*What is expected*:
Each line below needs to be repeated precisely as it is.

*Records shown*:
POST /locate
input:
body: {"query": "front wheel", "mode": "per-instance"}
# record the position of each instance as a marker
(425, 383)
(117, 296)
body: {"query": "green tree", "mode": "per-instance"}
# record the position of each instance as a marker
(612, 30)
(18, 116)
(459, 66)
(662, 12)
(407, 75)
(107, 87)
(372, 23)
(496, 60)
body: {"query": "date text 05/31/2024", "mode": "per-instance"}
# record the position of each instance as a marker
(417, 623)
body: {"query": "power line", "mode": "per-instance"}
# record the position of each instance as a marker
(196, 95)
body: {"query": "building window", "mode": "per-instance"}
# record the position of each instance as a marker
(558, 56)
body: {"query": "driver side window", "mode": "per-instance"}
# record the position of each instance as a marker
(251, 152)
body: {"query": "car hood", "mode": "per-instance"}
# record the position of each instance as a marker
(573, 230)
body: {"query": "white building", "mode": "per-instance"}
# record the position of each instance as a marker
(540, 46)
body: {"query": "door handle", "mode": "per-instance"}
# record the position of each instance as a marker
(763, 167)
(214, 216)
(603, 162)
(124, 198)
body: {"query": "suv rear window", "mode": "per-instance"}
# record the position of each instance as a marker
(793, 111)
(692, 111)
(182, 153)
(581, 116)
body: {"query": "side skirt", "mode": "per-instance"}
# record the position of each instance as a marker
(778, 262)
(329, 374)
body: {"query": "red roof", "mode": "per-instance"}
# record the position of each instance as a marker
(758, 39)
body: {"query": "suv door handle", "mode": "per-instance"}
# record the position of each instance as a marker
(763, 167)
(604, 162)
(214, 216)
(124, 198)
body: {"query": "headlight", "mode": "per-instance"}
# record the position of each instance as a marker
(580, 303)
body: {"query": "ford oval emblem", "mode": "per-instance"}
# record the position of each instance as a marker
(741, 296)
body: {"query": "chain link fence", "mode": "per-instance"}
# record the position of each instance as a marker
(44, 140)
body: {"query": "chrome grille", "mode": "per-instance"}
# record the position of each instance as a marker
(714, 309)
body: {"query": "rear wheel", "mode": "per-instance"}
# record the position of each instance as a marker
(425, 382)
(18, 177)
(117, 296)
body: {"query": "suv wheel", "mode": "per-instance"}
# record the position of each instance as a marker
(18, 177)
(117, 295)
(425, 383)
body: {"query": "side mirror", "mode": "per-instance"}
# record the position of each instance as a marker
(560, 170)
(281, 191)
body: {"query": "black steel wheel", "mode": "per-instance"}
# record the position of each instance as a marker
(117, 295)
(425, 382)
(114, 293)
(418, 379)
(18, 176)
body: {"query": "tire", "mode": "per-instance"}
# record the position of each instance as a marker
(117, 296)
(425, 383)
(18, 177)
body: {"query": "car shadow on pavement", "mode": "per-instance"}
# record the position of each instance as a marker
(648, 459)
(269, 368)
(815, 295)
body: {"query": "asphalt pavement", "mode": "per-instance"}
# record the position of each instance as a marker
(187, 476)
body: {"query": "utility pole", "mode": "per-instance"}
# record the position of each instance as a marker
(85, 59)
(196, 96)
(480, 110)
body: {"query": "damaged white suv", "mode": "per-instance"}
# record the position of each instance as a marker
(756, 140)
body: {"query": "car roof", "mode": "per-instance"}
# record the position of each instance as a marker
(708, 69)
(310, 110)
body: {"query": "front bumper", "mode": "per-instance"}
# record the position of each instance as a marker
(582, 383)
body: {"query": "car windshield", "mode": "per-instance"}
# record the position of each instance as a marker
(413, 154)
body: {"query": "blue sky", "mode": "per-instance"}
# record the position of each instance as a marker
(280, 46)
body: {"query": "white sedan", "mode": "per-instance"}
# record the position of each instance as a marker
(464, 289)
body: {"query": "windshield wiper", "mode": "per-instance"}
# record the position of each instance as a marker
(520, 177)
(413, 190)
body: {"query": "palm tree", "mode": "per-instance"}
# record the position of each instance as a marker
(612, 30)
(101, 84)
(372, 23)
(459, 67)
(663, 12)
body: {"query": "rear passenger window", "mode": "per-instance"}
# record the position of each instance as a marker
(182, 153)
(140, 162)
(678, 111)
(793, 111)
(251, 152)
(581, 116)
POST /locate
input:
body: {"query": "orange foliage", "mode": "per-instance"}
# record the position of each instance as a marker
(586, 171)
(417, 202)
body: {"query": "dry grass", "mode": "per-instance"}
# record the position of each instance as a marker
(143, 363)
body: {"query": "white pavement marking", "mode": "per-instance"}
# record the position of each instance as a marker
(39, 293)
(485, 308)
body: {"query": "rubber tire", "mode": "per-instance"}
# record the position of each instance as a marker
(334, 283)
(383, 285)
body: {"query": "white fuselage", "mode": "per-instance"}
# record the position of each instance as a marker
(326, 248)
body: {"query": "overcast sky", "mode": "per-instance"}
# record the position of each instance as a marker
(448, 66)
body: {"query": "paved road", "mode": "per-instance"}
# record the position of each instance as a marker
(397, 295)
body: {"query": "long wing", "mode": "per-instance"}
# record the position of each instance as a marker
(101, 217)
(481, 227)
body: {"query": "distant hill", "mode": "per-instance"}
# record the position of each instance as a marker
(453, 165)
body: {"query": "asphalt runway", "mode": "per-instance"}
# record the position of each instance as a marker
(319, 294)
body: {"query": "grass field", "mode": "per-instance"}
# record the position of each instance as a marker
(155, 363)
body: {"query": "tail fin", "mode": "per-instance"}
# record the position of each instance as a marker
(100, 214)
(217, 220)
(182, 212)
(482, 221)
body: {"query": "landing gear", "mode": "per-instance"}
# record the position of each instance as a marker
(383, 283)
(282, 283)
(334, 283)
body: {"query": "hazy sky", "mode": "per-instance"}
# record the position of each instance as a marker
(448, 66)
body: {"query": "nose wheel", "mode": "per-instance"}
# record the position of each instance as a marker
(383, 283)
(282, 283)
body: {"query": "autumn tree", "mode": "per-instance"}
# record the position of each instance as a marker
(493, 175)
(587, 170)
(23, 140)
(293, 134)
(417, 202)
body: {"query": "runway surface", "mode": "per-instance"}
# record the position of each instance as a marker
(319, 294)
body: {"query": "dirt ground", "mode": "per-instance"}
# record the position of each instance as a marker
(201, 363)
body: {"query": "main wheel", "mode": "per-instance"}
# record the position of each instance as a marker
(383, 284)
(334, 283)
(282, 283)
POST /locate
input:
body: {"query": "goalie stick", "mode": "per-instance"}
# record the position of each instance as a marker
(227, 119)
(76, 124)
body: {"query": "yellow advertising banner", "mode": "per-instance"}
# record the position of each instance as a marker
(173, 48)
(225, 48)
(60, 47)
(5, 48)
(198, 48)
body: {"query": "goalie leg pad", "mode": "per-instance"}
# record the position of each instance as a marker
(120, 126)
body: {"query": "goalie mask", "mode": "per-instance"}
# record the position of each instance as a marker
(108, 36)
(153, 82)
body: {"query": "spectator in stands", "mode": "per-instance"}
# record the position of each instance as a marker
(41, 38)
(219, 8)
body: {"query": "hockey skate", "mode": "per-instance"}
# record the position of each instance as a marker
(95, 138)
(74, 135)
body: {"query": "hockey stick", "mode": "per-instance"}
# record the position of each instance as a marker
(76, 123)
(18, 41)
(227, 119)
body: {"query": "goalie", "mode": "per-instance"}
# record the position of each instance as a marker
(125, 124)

*Solution for this exercise*:
POST /locate
input:
body: {"query": "front wheel", "mode": "per-instance"}
# record the position of each instance as a marker
(425, 383)
(117, 296)
body: {"query": "green tree", "mode": "per-instance"}
# record the position of each instance as a marker
(612, 30)
(18, 116)
(459, 66)
(662, 12)
(407, 75)
(107, 87)
(372, 23)
(496, 60)
body: {"query": "date text 05/31/2024", "mode": "per-instance"}
# record the position of each instance as a marker
(417, 623)
body: {"query": "power line", "mode": "per-instance"}
# record the position of each instance as a marker
(196, 95)
body: {"query": "building window", "mode": "per-instance"}
# record the position of each instance as a marker
(558, 56)
body: {"query": "driver side window", "mode": "per-instance"}
# record the position of each instance as a marker
(251, 152)
body: {"query": "car hood", "mode": "per-instance"}
# record the position of each instance as a marker
(573, 230)
body: {"query": "white building", "mode": "per-instance"}
# record the position of each instance as a marker
(540, 46)
body: {"query": "door handle", "mode": "per-instance"}
# record the position of each instance as a marker
(763, 167)
(214, 216)
(603, 162)
(124, 198)
body: {"query": "suv rear window", "mode": "per-instance"}
# record the position of each instance as a marker
(793, 111)
(692, 111)
(182, 153)
(581, 116)
body: {"query": "side skirt", "mode": "per-instance"}
# record the position of each instance as a marker
(778, 262)
(329, 374)
body: {"query": "red roof", "mode": "per-instance"}
# record the position of each instance as a marker
(758, 39)
body: {"query": "suv door handle", "mode": "per-instance"}
# record the position of each instance as a marker
(763, 167)
(604, 162)
(214, 216)
(124, 198)
body: {"query": "headlight", "mode": "per-instance"}
# record the position of each instance as a marker
(580, 303)
body: {"query": "ford oval emblem", "mode": "per-instance"}
# record the position of each instance as a marker
(741, 296)
body: {"query": "chain link fence", "mode": "per-instance"}
# record the position of each instance as a marker
(44, 140)
body: {"query": "chrome grille", "mode": "per-instance"}
# record the position of each instance as a marker
(714, 309)
body: {"query": "rear wheel", "mode": "per-instance"}
# record the position of each instance as a marker
(425, 382)
(18, 177)
(117, 296)
body: {"query": "suv wheel", "mode": "per-instance"}
# record the position of each instance as a marker
(18, 177)
(117, 295)
(425, 383)
body: {"query": "side mirror", "mode": "per-instance"}
# record the position of each instance as a marker
(560, 170)
(281, 191)
body: {"query": "black steel wheel", "mode": "per-instance"}
# record the position of each instance as a marker
(117, 295)
(425, 382)
(114, 293)
(418, 379)
(18, 176)
body: {"query": "tire", "mode": "per-instance"}
# record the position of each instance as a marker
(117, 296)
(425, 383)
(18, 177)
body: {"query": "car shadow on pavement", "mode": "per-instance"}
# record the position of each instance as a marker
(648, 459)
(269, 368)
(815, 295)
body: {"query": "asphalt pavement", "mode": "per-instance"}
# record the position of each instance as a marker
(187, 476)
body: {"query": "utility pole", "mode": "per-instance"}
# record the position of each instance as a marker
(85, 59)
(196, 96)
(480, 110)
body: {"query": "damaged white suv", "mode": "per-instance"}
# record the position of each instance as a marker
(756, 140)
body: {"query": "car roof", "mode": "per-instance"}
# record the position of each instance as a marker
(708, 69)
(310, 110)
body: {"query": "front bumper", "mode": "per-instance"}
# record the position of each instance as a marker
(582, 383)
body: {"query": "car windshield", "mode": "per-instance"}
# record the position of each instance as a marker
(413, 154)
body: {"query": "blue sky", "mode": "per-instance"}
# record the position of each instance as a marker
(280, 46)
body: {"query": "white sedan", "mode": "per-instance"}
# record the position of each instance as a marker
(464, 289)
body: {"query": "windshield wiper", "mode": "per-instance"}
# record the position of each instance as a marker
(520, 177)
(413, 190)
body: {"query": "palm tree", "mode": "per-instance"}
# record the position of each instance as a marker
(612, 30)
(101, 84)
(372, 23)
(459, 67)
(663, 12)
body: {"query": "rear passenger window", "mode": "per-instance"}
# record the position of each instance as a marker
(182, 153)
(140, 162)
(678, 111)
(793, 111)
(251, 152)
(581, 116)
POST /locate
input:
body: {"query": "orange foliage", "mode": "per-instance"}
# record the position of each instance as a marker
(586, 171)
(417, 202)
body: {"query": "dry grass", "mode": "per-instance"}
# record the position of each instance as a marker
(143, 363)
body: {"query": "white pavement marking", "mode": "per-instance"}
# record the position of each instance as a marker
(39, 293)
(485, 308)
body: {"query": "rubber tire", "mode": "per-instance"}
# record the position of each instance as a marker
(334, 283)
(383, 285)
body: {"query": "white fuselage", "mode": "per-instance"}
# record the position of each instance as a marker
(326, 248)
body: {"query": "overcast sky", "mode": "per-instance"}
# record the position of each instance as a marker
(448, 66)
body: {"query": "paved road", "mode": "per-instance"}
# record the position of each instance as a marker
(397, 295)
body: {"query": "long wing", "mode": "per-instance"}
# record the position of each instance as a marker
(101, 217)
(481, 227)
body: {"query": "distant hill", "mode": "per-instance"}
# record the position of each instance as a marker
(453, 165)
body: {"query": "asphalt runway", "mode": "per-instance"}
# record the position of each instance as a marker
(319, 294)
body: {"query": "grass field", "mode": "per-instance"}
# record the position of each instance as a marker
(155, 363)
body: {"query": "tail fin", "mode": "per-instance"}
# record the position of each instance as a marker
(100, 214)
(217, 220)
(182, 212)
(482, 221)
body: {"query": "landing gear", "mode": "per-instance"}
# record the position of each instance as a marker
(383, 283)
(282, 283)
(334, 283)
body: {"query": "hazy sky", "mode": "per-instance"}
# record the position of each instance as a marker
(448, 66)
body: {"query": "nose wheel", "mode": "per-instance"}
# record the position of each instance as a marker
(383, 283)
(282, 283)
body: {"query": "autumn tree", "mode": "per-instance"}
# record the position of each instance as a marker
(493, 175)
(587, 170)
(23, 140)
(293, 134)
(417, 202)
body: {"query": "runway surface", "mode": "per-instance"}
# record the position of each instance as a marker
(319, 294)
body: {"query": "dirt ground", "mode": "per-instance"}
# record the position of each instance as a marker
(201, 363)
body: {"query": "main wheel", "mode": "per-instance"}
# record the position of each instance as a marker
(383, 284)
(334, 283)
(282, 283)
POST /locate
input:
body: {"query": "goalie stick", "mode": "per-instance"}
# record the position of each instance as a marker
(227, 119)
(76, 124)
body: {"query": "yellow advertising banner", "mode": "per-instance"}
# record the position of each instance as a marker
(173, 48)
(225, 48)
(60, 47)
(5, 48)
(198, 48)
body: {"query": "goalie leg pad", "mode": "per-instance"}
# record the position of each instance as a marker
(120, 126)
body: {"query": "goalie mask", "mode": "per-instance"}
# record the position of each instance as a marker
(108, 36)
(153, 82)
body: {"query": "spectator in stands", "mode": "per-instance"}
# record the position of each instance as a marker
(41, 38)
(219, 8)
body: {"query": "hockey skate", "mode": "per-instance"}
# record the position of each instance as a marker
(95, 138)
(74, 135)
body: {"query": "hockey stick", "mode": "per-instance"}
# record the position of each instance as a marker
(76, 123)
(18, 41)
(227, 119)
body: {"query": "goalie", "mode": "per-instance"}
# record the position of each instance as a marker
(125, 124)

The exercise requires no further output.